◆ **Source document**:
** Begin **

I have a litmus test that I use when meeting new people. When I reveal why I got divorced – the way a person responds tells me all I need to know about them. Because of this blog, and my advocacy for the straight spouse community, my story is extremely public. I’ve gotten comments like:
- That’s impossible, you had to have known he was gay.
- Then he was bisexual because no gay person can have sex with a straight person.
- Homosexuality is sinful, disgusting, immoral, against God.
- What an asshole – I hate f*ggots.
- You turned him gay.
- So do you hate gay men now?
Many who start trashing LGTB people expect me to chime right in. It usually unnerves them when instead of joining them I immediately defend the LGTB community. The gay haters expect me to agree with them because my life was negatively impacted by a gay person’s actions. What they don’t understand is that I believe that my ex-husband was born gay, and that his sexual orientation was in no way shape or form a choice. I also understand that if he wasn’t filled with so much self-hatred about being gay, he probably wouldn’t have married a straight woman. He was desperate to try to suppress his sexual orientation and a lot of his motivation was due to self-loathing. I also know that my ex-husband does not represent the entire LGTB community and his actions are his own. The factor that indirectly lead to our marriage was – homophobia – the fear and hatred of homosexuality.
At the same time because I keep writing about the topic of Straight Spouses, some LGTB people have accused me of being homophobic. Some comments I’ve gotten:
- Mixed orientation marriages are very nuanced.
- Gay issues have nothing to do with you.
- You are not allowed to write about your marriage – only your own experience.
- It’s impossible for a straight person to be victimized by a gay person, because gay people have such a rough time of it.
- You have no idea how hard it is to grow up as a gay child.
These same people will also say I’m playing the victim, yet in their own statements they are proclaiming their own greater victimization. I admit I don’t know anything about growing up gay, but then a LGTB man or woman doesn’t know anything about being in a fraudulent marriage or living as a straight spouse. Trying to compare each other’s personal experience or pain is a circular argument that gets both sides nowhere. We have both suffered and the cause of our torment is from the same source – homophobia.
I could show the people who accuse me of being anti-gay the stacks of hate mail I’ve gotten when I’ve been published in support of the LGTB rights. I might show them screen shots of the pure vitriol on my twitter account when I’ve dared to speak out in support of same-sex marriage or criticize a company like Chick-Fil-A for it’s anti-gay policies. In fact my destroyed marriage has made me even more passionate about gay rights. Homophobia is an equal opportunity destroyer, it hurts not just LGTB people directly but radiates out to negatively affect loved ones, family members and of course straight spouses. My ex-husband’s self hatred and fear of his sexuality is exactly what motivated him to enter into a sham marriage.

** End **

◆ **Objectives**:
1. According to the blog post about being a straight spouse, what does the writer identify as the same source of suffering for both straight spouses and LGTB people?
2. From the blog post about being a straight spouse, extract the passage between "I have a litmus" and "immoral, against God.", inclusive.
3. Extend the blog post about being a straight spouse, picking up after its final sentence.

◆ **Data records**:
** Begin **

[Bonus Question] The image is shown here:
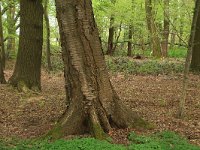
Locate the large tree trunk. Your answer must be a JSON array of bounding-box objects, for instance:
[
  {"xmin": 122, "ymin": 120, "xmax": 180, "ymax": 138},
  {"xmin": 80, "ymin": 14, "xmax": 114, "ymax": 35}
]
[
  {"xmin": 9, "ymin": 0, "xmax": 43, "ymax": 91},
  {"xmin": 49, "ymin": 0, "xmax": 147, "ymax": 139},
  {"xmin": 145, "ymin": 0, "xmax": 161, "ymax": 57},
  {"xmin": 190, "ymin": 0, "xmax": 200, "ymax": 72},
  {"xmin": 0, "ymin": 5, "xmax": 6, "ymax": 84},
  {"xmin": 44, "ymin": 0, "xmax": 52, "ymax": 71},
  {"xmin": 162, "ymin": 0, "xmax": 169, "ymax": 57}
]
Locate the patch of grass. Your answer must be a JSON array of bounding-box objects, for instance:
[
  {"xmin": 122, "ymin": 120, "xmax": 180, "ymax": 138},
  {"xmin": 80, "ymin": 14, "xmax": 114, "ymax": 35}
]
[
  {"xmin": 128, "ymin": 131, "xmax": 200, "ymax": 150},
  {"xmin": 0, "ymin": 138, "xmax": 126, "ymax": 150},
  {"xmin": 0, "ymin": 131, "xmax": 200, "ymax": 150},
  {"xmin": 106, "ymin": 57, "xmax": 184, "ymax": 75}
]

** End **
** Begin **

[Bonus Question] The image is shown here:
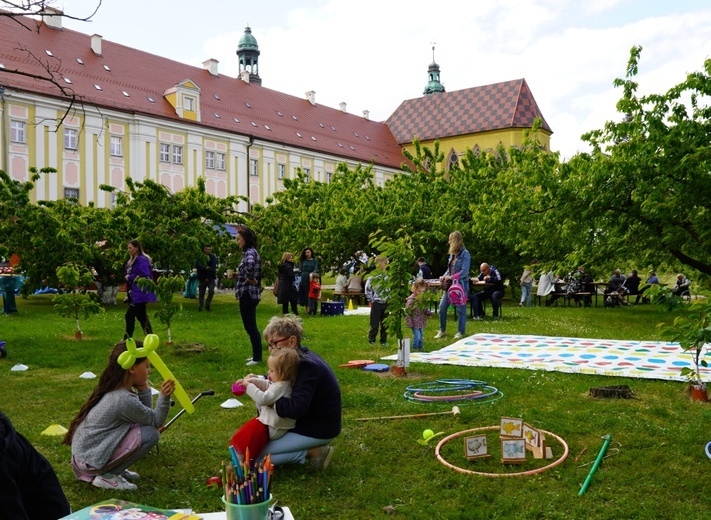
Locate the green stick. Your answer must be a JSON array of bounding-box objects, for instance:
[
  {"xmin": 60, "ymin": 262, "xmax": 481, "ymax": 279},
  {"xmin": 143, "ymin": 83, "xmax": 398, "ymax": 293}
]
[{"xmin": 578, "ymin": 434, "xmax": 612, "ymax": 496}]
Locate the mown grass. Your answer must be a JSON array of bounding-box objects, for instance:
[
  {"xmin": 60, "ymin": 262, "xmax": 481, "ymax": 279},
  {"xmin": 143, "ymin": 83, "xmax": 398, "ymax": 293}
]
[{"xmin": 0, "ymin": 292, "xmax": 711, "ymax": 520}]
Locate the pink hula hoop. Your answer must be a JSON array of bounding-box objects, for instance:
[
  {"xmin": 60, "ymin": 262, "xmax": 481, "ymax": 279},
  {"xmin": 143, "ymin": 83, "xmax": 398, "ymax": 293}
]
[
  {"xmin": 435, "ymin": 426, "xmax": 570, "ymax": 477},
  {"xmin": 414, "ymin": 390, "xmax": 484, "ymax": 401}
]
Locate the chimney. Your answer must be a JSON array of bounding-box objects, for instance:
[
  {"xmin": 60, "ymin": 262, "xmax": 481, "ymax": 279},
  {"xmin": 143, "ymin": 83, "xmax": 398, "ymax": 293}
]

** End **
** Begin **

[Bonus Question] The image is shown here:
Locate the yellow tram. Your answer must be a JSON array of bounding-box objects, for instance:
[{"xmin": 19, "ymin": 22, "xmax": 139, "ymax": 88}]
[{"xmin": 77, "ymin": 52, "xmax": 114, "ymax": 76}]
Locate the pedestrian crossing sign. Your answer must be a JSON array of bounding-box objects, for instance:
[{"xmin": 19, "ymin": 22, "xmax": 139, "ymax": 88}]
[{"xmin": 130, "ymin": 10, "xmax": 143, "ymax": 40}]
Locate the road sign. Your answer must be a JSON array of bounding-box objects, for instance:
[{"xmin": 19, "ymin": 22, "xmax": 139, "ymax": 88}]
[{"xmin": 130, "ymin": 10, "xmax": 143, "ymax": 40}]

** End **

◆ **The answers**:
1. Homophobia.

2.
I have a litmus test that I use when meeting new people. When I reveal why I got divorced – the way a person responds tells me all I need to know about them. Because of this blog, and my advocacy for the straight spouse community, my story is extremely public. I’ve gotten comments like:
- That’s impossible, you had to have known he was gay.
- Then he was bisexual because no gay person can have sex with a straight person.
- Homosexuality is sinful, disgusting, immoral, against God.

3.
No two straight spouse situations are exactly the same. Some met their partners at a young age before either one of them truly understood their sexuality. Others are so deep in denial that they truly can’t comprehend their own sexuality and have no intention of misleading their spouse. Some closeted partners remain faithful and do not have any sexual encounters outside the marriage. However in the majority of cases our stories are far more tragic. Many of our spouses had homosexual encounters before marriage and hid their background. Lying about one’s history is a form of deception or fraud, regardless of the circumstances.
A few Straight Spouses I’ve known have had to bury their husbands with full-blown AIDS, some have even contracted HIV from a cheating spouse. Others find themselves embroiled in vicious custody battles which drag on for years. A few are completely abandoned physically and emotionally once their spouses are finally open about their sexuality. Many Straight Spouses are financially ruined. In the most twisted cases a closeted spouse will retreat even deeper into denial and marry another straight partner. Many won’t even identify as bisexual but will insist they are straight, despite hard evidence of numerous affairs and sexual trysts with same-sex partners. Some create complicated lies to push all responsibility and blame on their spouses. A few even claim their former spouses made them gay. All of this behavior is a direct side effect of the hatred and fear of homosexuality. Without homophobia there would be no reason for a LGTB person to enter into a mixed orientation marriage under false pretenses. These marriages often leave both partners extremely damaged and is hardly a victimless crime.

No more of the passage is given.